# [Selected text]

┌────────

After spending a few years at Baku in SouthPark, Chef Michael Shortino decided it was time to go off on his own and take on the challenge of bringing the ramen concept to South End.
Futo Buta, located at 222 E. Bland St. in the south side of the Post Apartments, expects to open the second week of May.
Futo Buta will have indoor seating for 30-40 people at community tables and a cherry wood bar, as well as outdoor seating by the light rail for 30-40 people. The restaurant will be open Sunday-Thursday from 11 am-10 pm, and Friday-Saturday from 11 am-late, and will offer local beers, various wines and sakes, and even a signature Kombucha from Lenny Boy. See what Shortino had to say about Futo Buta, his passion for cooking and Japanese culture, and his role in what he calls America’s “gastro revolution.”
(1) People go nuts over ramen. Why is ramen so late to the Charlotte restaurant scene?

└────────

[Pointing data for referring expressions]

┌────────

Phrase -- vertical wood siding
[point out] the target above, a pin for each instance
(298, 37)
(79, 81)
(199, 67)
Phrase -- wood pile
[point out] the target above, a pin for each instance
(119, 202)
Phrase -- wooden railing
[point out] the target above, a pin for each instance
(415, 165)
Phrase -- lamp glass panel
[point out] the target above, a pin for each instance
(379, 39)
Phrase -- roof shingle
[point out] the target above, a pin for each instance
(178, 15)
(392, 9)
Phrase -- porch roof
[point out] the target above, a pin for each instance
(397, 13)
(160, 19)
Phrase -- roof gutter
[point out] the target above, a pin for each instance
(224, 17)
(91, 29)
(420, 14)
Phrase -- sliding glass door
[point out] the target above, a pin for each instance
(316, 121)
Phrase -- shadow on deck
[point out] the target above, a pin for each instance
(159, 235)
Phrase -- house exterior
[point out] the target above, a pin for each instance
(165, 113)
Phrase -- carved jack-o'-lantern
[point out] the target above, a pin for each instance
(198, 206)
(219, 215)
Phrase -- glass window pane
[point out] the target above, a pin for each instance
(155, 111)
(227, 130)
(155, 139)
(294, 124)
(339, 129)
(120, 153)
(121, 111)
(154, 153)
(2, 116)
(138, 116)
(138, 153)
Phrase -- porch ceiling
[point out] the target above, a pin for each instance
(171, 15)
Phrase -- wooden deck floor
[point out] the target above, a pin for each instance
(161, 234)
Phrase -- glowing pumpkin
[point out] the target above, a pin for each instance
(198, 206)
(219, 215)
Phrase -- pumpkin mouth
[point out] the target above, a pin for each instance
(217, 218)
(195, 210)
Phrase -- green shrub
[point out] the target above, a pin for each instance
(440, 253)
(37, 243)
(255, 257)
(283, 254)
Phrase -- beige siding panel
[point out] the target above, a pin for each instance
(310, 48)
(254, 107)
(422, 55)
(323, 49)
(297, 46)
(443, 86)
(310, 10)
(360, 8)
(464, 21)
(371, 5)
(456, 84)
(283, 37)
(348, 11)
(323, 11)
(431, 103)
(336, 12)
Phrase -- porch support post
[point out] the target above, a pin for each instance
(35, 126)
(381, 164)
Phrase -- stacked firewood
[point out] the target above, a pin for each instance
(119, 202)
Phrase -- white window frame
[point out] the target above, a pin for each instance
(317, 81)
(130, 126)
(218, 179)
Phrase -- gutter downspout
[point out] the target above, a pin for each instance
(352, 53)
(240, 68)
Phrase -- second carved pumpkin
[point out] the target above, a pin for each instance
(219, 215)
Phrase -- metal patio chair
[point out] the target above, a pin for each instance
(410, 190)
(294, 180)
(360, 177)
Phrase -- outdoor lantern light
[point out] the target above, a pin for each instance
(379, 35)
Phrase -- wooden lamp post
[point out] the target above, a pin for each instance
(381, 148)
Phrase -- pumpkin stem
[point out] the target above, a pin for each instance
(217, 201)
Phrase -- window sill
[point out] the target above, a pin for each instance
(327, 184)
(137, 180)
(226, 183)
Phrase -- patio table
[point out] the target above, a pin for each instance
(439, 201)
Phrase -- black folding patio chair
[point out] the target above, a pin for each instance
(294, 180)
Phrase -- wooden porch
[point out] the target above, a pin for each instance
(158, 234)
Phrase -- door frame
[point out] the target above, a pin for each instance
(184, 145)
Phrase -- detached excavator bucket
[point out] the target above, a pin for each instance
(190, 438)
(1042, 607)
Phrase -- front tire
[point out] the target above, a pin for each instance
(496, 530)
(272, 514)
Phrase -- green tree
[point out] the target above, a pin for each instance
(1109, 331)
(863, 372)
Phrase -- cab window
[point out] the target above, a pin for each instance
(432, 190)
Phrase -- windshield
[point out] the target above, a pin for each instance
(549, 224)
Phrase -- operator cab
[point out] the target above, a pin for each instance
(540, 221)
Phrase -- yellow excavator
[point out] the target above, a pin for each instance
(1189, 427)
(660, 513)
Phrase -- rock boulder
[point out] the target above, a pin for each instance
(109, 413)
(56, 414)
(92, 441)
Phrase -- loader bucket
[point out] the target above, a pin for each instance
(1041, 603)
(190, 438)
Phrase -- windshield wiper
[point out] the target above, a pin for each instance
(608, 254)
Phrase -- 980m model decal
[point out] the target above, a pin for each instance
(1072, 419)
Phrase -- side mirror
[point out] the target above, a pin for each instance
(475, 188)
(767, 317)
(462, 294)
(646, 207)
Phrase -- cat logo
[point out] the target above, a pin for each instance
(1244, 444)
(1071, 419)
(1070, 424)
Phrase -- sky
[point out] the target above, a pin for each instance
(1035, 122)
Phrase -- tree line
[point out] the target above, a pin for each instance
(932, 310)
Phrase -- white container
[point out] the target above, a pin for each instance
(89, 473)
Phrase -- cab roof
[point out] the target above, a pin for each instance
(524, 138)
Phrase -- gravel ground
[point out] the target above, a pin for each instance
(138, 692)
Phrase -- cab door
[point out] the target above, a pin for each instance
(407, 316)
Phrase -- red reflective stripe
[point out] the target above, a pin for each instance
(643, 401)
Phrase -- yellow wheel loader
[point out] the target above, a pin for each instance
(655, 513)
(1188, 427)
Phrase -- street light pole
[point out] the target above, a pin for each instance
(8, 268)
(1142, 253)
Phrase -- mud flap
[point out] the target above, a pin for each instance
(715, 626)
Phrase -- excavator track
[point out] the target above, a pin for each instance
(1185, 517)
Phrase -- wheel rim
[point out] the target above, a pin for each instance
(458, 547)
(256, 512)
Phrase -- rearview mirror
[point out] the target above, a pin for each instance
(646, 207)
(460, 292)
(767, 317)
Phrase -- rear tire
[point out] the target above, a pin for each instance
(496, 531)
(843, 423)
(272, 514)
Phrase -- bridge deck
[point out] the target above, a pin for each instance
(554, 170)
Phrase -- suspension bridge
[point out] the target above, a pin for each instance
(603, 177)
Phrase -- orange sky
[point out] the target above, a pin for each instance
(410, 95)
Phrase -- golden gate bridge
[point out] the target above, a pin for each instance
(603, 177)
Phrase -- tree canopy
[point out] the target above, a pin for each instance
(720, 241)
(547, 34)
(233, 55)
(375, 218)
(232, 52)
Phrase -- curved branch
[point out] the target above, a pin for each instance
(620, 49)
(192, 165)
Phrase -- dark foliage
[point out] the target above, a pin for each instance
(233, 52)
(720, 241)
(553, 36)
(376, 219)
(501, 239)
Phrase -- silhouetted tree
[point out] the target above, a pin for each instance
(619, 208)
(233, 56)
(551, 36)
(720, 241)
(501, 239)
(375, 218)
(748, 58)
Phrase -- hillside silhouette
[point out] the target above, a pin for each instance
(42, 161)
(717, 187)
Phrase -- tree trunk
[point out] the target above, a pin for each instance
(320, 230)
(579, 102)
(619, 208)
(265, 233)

└────────

# [Work item A]
From the Futo Buta article, extract the part that begins with the words "Futo Buta, located" and ends with "Charlotte restaurant scene?".
# [Work item B]
Extend the article about the Futo Buta ramen restaurant, picking up right after its last line.
You won't need the rows for anything here.

# [Expected output A]
Futo Buta, located at 222 E. Bland St. in the south side of the Post Apartments, expects to open the second week of May.
Futo Buta will have indoor seating for 30-40 people at community tables and a cherry wood bar, as well as outdoor seating by the light rail for 30-40 people. The restaurant will be open Sunday-Thursday from 11 am-10 pm, and Friday-Saturday from 11 am-late, and will offer local beers, various wines and sakes, and even a signature Kombucha from Lenny Boy. See what Shortino had to say about Futo Buta, his passion for cooking and Japanese culture, and his role in what he calls America’s “gastro revolution.”
(1) People go nuts over ramen. Why is ramen so late to the Charlotte restaurant scene?

# [Expected output B]
Excellent question, I’m as surprised as anyone who understands how explosive ramen is in other markets. I think that Charlotte is bursting with potential and opportunity for the hospitality industry. These next 5-10 years, you will see a dramatic change and growth in diverse and creative culinary styles and offerings. With all the young and talented chefs that are playing a dramatic role in molding the future of Charlotte, I just feel blessed to be a part of it and hopefully I can play a small role in what I feel will be a landslide in culinary creativeness and growth in the very near future. Charlotte will definitely play a role in the future of the national “gastro revolution.”
(2) Will the dishes have any local or regional flavors?
Absolutely. Our menu will be mainly derived from local ranchers, farmers and artisan growers. That’s our main focus and that’s what will make our bowls unique to Charlotte.
(3) What does Futo Buta mean? How did you come up with the name?
MS: “Futo,” which is a relatively new word, is mainly used to describe a “fat” roll in post-WWII Japan. “Buta” means “pig.” So, roughly translated, it means “fat pig,” which is a main staple in ramen. Kurobuta (black pig) is the name of the prized Berkshire pig that was introduced to Japan as a gift from the King of England to the Emperor of Japan. I felt the play on words was fun and I liked the way it rolled off the tongue, even though it was in my cheek at the time. Our mascot will play an important role in our branding.
(4) Why ramen and why Japanese cuisine?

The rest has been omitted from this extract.